THE TASK :: Below are entries; output exactly the lines from the one with "Query: shoulder" to the one with "the form [36,47].", both included, and nothing else.

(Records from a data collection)
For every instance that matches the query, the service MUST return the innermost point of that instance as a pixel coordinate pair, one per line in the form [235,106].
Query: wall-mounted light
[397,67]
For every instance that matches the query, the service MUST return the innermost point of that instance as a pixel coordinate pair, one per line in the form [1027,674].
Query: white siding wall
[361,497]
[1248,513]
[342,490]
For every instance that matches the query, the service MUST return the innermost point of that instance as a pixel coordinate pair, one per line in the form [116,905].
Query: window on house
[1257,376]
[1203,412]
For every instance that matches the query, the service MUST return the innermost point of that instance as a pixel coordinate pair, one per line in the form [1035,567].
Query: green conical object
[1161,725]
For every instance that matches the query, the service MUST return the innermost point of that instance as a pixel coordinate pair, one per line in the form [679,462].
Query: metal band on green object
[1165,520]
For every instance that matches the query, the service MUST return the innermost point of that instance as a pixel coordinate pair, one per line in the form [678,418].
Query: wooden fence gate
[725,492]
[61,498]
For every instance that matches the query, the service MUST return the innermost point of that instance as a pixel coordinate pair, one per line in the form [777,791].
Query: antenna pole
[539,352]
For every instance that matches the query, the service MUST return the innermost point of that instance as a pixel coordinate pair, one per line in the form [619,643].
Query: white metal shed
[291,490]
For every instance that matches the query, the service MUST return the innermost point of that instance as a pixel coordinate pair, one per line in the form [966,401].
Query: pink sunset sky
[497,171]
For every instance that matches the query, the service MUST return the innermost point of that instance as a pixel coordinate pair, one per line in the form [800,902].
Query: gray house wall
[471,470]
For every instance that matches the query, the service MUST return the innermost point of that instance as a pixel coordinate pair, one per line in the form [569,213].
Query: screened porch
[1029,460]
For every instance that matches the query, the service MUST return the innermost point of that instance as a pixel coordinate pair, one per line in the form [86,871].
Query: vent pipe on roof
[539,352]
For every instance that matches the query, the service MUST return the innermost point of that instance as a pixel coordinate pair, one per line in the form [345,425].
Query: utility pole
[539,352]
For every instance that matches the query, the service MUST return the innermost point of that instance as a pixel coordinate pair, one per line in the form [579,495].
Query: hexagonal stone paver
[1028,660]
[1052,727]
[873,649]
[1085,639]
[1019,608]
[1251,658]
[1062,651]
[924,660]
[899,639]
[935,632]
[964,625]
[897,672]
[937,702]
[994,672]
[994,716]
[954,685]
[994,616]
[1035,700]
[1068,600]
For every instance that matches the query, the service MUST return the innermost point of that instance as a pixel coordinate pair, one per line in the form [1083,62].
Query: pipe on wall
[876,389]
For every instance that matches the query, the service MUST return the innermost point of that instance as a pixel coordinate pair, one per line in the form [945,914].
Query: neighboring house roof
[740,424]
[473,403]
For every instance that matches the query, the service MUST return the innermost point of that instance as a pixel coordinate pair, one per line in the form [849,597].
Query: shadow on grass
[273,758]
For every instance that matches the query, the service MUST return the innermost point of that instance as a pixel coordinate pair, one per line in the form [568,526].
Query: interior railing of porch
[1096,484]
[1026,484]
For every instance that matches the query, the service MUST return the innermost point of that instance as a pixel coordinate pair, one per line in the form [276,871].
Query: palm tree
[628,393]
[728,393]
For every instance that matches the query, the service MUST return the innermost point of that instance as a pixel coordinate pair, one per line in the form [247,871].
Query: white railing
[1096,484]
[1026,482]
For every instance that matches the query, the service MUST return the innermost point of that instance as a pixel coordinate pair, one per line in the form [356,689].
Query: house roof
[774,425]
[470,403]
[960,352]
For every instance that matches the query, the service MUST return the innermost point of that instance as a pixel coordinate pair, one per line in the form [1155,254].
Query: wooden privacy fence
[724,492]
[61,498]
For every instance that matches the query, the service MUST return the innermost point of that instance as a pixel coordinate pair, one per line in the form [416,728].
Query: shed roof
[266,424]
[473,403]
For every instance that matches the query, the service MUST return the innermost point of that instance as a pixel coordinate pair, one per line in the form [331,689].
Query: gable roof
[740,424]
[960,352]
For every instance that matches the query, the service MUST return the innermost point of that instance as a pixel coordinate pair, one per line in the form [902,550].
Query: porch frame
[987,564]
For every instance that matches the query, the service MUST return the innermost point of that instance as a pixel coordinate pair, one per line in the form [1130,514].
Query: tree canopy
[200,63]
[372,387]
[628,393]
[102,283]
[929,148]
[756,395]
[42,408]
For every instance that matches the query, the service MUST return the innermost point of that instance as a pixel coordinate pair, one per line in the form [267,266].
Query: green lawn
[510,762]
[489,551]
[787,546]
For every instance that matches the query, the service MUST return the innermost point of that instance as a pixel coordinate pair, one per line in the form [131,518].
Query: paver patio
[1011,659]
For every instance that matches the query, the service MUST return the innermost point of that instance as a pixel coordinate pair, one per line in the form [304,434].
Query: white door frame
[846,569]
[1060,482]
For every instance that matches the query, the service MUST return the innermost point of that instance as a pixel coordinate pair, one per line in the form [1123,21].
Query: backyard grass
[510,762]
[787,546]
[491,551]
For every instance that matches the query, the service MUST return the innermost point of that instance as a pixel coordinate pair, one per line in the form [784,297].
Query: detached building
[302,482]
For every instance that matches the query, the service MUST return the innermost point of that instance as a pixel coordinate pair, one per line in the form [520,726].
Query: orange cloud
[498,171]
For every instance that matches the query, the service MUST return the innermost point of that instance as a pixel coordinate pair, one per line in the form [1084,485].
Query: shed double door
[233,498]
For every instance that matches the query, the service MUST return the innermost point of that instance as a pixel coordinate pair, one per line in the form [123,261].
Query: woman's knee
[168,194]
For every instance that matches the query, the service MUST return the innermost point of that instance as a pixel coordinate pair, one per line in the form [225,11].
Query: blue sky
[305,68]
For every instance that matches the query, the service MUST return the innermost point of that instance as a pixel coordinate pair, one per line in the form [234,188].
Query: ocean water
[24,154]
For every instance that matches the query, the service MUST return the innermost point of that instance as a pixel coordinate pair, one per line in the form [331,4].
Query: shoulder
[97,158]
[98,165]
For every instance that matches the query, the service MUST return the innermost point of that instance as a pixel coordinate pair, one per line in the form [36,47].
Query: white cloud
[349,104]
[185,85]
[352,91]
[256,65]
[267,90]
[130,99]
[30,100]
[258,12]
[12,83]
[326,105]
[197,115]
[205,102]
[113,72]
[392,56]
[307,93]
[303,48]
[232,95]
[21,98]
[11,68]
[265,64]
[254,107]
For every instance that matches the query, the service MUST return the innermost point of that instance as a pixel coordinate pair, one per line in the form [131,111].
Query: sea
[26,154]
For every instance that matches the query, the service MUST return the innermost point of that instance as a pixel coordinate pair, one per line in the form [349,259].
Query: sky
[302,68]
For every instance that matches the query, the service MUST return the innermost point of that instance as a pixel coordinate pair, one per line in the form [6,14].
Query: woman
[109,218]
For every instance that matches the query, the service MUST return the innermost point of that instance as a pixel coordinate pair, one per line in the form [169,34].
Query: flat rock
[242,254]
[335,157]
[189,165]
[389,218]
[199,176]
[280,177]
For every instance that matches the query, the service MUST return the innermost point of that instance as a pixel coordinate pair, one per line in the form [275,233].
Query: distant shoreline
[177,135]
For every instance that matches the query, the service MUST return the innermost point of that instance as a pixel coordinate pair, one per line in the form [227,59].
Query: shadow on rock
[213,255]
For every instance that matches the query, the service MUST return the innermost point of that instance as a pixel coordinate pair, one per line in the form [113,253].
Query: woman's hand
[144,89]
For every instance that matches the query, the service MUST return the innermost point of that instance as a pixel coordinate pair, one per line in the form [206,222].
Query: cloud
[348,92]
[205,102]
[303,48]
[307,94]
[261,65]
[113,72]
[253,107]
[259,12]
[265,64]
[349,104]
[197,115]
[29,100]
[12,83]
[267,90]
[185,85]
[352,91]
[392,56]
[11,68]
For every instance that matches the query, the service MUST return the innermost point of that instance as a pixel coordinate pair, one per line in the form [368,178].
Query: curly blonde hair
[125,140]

PROBLEM SOLUTION ::
Query: shoulder
[97,158]
[98,165]
For every instance that matches the query, the service MUST return the innermost point of that instance as a pixel coordinate pair, one per line in the form [36,47].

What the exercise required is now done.